-- START OF Excerpt to read --

1996 FIRA European Championship

Tournament details
- Host: Spain
- Dates: 10 April 1996– 14 April 1996
- Teams: 5

Final positions
- Champions: France
- Runner-up: Spain

Tournament statistics
- Matches played: 7

= 1996 FIRA Women's European Championship =

The 1996 FIRA Women's European Championship was the second edition of the Women's European Championship. It saw the debut of Germany and a five-nation event.

The competition was initially a three-team two pools system but Russia withdrew a few days before the start. With no time for finding substitutes Pool B was left with only two teams, becoming in a "semi-final" for deciding the final place. The other final place was decided on a three-team pool (Pool A), won by Spain with wins over Netherlands and Germany.

On the competition calendar 5th/6th and 3rd/4th place matches were planned, but with the non participation of Russia a three-team pool was created. Italy played Netherlands and Germany, the results of these games being combined with the earlier match between Netherlands and Germany to decide 3rd-5th places.

-- END OF Excerpt to read --

**The request**
Print everything in the 1996 FIRA Women's European Championship text from "Tournament statistics" down to "Netherlands and Germany.", word for word.

-- START OF Material --

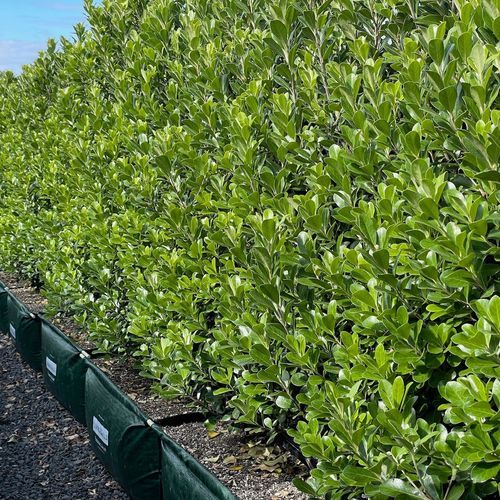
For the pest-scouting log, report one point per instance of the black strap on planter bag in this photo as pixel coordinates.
(64, 366)
(24, 328)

-- END OF Material --

**Result below**
Tournament statistics
- Matches played: 7

= 1996 FIRA Women's European Championship =

The 1996 FIRA Women's European Championship was the second edition of the Women's European Championship. It saw the debut of Germany and a five-nation event.

The competition was initially a three-team two pools system but Russia withdrew a few days before the start. With no time for finding substitutes Pool B was left with only two teams, becoming in a "semi-final" for deciding the final place. The other final place was decided on a three-team pool (Pool A), won by Spain with wins over Netherlands and Germany.